**TEXT:**
Science and Health

Superbugs In Showdown With Antibiotics, 'Crisis' Predicted

New information published Sunday shows up to a century of medical advances could be lost because of new superbugs that are immune to antibiotics.

Superbugs In Showdown With Antibiotics, 'Crisis' Predicted
The Australian / Richard Cisar-Right
SMS

A group of more than two dozen scientists in Europe is warning superbug illnesses that render traditional antibiotics useless are on the rise and could get out of control in a matter of years.

That dire warning was published over the weekend after new research showed future drug resistance and superbug development will likely be tied to overuse of common antibiotics. The scientists say almost a century of medical advances could be lost as a result. (Via BBC)

Which sounds intense, but the researchers are chalking it up to what they're calling a "post-antibiotic era."

**WORK INSTRUCTIONS:**
[A] According to the superbug article, who is issuing the warning about rising superbug illnesses?
[B] Condense the paragraph of the superbug article that begins "That dire warning was published" into a single shorter sentence that keeps its main facts.
The material after this point has no connection to the superbug article.

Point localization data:
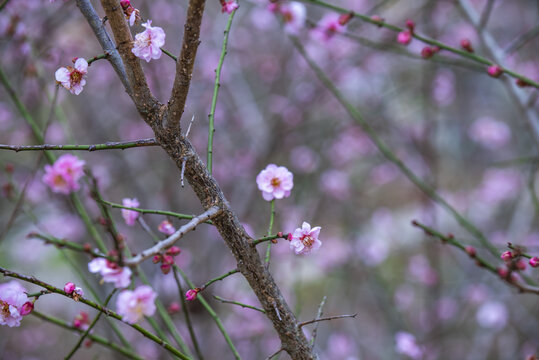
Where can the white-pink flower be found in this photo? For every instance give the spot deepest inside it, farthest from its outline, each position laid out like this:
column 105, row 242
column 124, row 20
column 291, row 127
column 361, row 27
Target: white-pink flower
column 130, row 216
column 229, row 6
column 275, row 182
column 148, row 43
column 111, row 272
column 64, row 175
column 328, row 26
column 72, row 78
column 294, row 17
column 304, row 239
column 14, row 303
column 133, row 305
column 166, row 228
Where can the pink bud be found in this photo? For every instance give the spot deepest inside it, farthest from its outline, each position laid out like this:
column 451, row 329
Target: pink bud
column 470, row 250
column 173, row 251
column 507, row 256
column 69, row 287
column 191, row 294
column 404, row 37
column 156, row 259
column 27, row 308
column 165, row 268
column 173, row 308
column 410, row 25
column 521, row 265
column 466, row 45
column 495, row 71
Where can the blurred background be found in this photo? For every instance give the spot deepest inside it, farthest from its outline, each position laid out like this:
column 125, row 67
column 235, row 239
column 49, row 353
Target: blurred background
column 460, row 130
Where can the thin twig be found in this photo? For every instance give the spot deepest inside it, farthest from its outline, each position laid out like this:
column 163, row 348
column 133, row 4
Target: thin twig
column 211, row 116
column 168, row 242
column 94, row 147
column 246, row 306
column 302, row 324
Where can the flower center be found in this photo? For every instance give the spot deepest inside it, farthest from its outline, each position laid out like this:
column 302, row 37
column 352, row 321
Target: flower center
column 307, row 240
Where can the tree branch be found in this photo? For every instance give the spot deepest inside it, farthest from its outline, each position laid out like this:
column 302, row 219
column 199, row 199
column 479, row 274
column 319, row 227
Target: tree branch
column 184, row 67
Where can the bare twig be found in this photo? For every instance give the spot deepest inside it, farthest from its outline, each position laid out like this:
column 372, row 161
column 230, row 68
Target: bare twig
column 94, row 147
column 168, row 242
column 302, row 324
column 185, row 64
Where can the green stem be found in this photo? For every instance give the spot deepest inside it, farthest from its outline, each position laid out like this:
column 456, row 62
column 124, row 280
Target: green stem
column 98, row 307
column 95, row 338
column 211, row 128
column 390, row 155
column 85, row 334
column 270, row 228
column 426, row 40
column 212, row 313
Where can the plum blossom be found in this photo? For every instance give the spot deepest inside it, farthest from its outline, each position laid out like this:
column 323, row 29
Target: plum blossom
column 63, row 176
column 328, row 26
column 304, row 239
column 111, row 272
column 406, row 344
column 14, row 304
column 148, row 43
column 229, row 6
column 275, row 182
column 133, row 305
column 166, row 228
column 130, row 216
column 72, row 78
column 294, row 17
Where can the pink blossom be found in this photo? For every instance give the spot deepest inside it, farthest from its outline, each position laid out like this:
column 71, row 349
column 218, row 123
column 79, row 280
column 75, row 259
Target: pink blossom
column 229, row 6
column 275, row 182
column 328, row 26
column 111, row 272
column 404, row 37
column 72, row 78
column 14, row 304
column 294, row 17
column 191, row 294
column 130, row 216
column 490, row 133
column 304, row 239
column 406, row 344
column 133, row 305
column 148, row 43
column 63, row 176
column 81, row 321
column 166, row 228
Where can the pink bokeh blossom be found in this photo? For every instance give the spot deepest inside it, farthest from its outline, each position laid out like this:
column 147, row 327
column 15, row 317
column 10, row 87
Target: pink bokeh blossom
column 14, row 303
column 229, row 6
column 275, row 182
column 294, row 15
column 63, row 176
column 304, row 239
column 72, row 78
column 134, row 305
column 130, row 216
column 111, row 272
column 166, row 227
column 148, row 43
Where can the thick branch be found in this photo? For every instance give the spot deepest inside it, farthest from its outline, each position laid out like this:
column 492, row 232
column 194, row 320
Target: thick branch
column 184, row 67
column 141, row 94
column 168, row 242
column 105, row 41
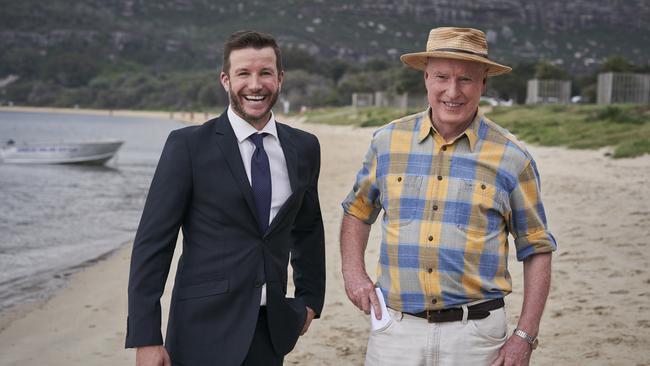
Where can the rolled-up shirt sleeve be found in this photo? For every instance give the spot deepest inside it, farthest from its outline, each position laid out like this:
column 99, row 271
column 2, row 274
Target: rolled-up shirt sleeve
column 527, row 222
column 363, row 200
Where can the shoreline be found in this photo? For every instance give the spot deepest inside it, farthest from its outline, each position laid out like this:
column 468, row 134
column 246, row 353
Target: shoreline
column 180, row 116
column 67, row 274
column 598, row 311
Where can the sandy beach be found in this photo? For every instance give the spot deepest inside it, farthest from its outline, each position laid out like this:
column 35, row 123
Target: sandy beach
column 598, row 312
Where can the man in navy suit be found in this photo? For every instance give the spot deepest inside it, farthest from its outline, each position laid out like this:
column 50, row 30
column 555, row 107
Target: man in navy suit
column 243, row 189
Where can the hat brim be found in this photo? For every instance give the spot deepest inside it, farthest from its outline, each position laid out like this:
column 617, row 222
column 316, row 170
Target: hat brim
column 418, row 61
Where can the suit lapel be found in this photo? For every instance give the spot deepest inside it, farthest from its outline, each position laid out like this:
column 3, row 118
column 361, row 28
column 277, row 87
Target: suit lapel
column 227, row 142
column 291, row 158
column 290, row 155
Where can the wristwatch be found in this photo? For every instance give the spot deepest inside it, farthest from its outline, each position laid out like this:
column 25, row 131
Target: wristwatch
column 532, row 340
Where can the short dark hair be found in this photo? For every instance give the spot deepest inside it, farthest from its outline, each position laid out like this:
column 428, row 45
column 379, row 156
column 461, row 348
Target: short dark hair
column 248, row 38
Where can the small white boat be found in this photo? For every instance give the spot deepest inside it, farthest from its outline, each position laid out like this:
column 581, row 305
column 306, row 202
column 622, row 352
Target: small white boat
column 96, row 152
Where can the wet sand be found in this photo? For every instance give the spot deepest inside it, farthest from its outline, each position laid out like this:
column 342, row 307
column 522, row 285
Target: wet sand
column 598, row 311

**SOLUTIONS TO THE TASKS:**
[A] A group of more than two dozen scientists in Europe.

[B] Published over the weekend, the warning followed new research tying future drug resistance and superbug development to overuse of common antibiotics, and the scientists say almost a century of medical advances could be lost.